» **Try it**
From the line with "Double-check for me: the stubble" to the final line of the records, reproduce every line exactly and only those lines.

» **Saved data entries**
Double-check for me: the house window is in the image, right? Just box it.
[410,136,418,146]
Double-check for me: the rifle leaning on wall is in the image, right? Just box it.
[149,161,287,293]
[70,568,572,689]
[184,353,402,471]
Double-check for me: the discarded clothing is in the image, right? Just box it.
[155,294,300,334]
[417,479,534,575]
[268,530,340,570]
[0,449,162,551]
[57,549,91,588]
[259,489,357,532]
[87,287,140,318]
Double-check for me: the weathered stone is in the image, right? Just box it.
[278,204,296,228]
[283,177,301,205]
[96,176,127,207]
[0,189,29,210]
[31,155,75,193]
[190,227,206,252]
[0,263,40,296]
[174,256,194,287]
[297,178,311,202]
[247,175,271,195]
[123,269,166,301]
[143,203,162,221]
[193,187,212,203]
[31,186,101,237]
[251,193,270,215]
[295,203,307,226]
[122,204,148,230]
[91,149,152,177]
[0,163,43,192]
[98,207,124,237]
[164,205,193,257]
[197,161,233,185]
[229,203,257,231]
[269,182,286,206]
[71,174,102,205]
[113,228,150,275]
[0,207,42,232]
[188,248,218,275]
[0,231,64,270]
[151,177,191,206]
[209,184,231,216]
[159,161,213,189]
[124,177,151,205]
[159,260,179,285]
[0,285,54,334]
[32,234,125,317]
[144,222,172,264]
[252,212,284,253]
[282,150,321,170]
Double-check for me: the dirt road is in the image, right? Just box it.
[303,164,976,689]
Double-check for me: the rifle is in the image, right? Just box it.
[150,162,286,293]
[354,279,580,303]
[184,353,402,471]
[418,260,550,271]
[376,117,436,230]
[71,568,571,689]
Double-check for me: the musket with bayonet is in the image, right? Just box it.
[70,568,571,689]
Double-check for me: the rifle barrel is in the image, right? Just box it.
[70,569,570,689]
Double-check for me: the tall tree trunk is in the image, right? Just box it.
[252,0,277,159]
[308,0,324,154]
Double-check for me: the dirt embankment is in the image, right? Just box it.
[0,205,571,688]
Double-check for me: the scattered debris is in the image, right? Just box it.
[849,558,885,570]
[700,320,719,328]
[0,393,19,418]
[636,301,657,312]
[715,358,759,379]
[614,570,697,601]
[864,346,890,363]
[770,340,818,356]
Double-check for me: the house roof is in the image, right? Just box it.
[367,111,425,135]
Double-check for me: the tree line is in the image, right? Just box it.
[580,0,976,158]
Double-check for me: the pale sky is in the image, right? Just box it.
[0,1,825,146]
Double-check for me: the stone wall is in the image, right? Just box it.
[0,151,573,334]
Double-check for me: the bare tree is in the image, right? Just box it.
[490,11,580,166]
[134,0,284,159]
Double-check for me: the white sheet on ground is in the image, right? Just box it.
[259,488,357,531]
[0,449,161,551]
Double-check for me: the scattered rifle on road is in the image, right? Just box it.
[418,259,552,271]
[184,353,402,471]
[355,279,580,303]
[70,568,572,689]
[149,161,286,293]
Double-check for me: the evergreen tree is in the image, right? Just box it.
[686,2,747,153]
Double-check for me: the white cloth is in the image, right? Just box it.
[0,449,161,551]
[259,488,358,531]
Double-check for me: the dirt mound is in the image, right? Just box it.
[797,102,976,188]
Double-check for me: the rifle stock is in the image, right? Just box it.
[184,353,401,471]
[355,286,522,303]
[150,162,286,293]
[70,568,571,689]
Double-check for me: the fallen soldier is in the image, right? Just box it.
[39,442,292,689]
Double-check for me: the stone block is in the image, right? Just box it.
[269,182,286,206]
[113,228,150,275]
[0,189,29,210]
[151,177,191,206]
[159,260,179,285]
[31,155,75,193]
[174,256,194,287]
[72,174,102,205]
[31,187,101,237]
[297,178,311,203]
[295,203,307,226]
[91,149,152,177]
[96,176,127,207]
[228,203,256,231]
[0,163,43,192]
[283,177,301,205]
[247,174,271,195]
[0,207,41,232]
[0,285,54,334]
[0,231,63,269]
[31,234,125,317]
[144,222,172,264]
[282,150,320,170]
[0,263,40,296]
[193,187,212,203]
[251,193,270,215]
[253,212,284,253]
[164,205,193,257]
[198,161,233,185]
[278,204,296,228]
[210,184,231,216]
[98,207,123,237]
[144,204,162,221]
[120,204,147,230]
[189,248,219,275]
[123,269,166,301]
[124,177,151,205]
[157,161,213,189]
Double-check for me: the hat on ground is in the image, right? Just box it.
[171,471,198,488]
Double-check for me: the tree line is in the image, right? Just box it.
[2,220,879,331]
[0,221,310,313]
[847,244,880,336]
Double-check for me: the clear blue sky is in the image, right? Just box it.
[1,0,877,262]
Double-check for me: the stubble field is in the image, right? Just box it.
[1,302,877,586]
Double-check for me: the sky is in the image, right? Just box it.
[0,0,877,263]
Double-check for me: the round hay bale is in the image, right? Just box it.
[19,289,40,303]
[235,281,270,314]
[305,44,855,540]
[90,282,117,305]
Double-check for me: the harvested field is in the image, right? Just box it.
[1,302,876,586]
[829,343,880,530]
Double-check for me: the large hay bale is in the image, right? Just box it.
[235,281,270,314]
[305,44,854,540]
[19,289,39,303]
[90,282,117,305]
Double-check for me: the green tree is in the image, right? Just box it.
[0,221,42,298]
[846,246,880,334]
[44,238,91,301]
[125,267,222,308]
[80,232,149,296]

» **Answer to this exercise**
Double-check for me: the stubble field is in the image, right? Just box it.
[1,302,877,586]
Double-check for me: the sky is in the image, right? Just box it.
[0,0,877,263]
Double-check for me: the round hay bale is in the image, right? Just box it.
[19,289,40,303]
[235,281,270,314]
[305,44,855,540]
[90,282,117,305]
Double-check for me: the harvested field is in the image, right? Just box it.
[1,302,876,586]
[829,343,880,530]
Double-check for me: the large hay bale is in the image, right? Just box it.
[235,281,270,314]
[305,44,854,540]
[19,289,39,303]
[90,282,117,305]
Double-check for me: the green tree is in the image, right? Just box it.
[0,221,42,298]
[846,246,880,334]
[44,238,91,301]
[125,267,222,308]
[80,232,149,296]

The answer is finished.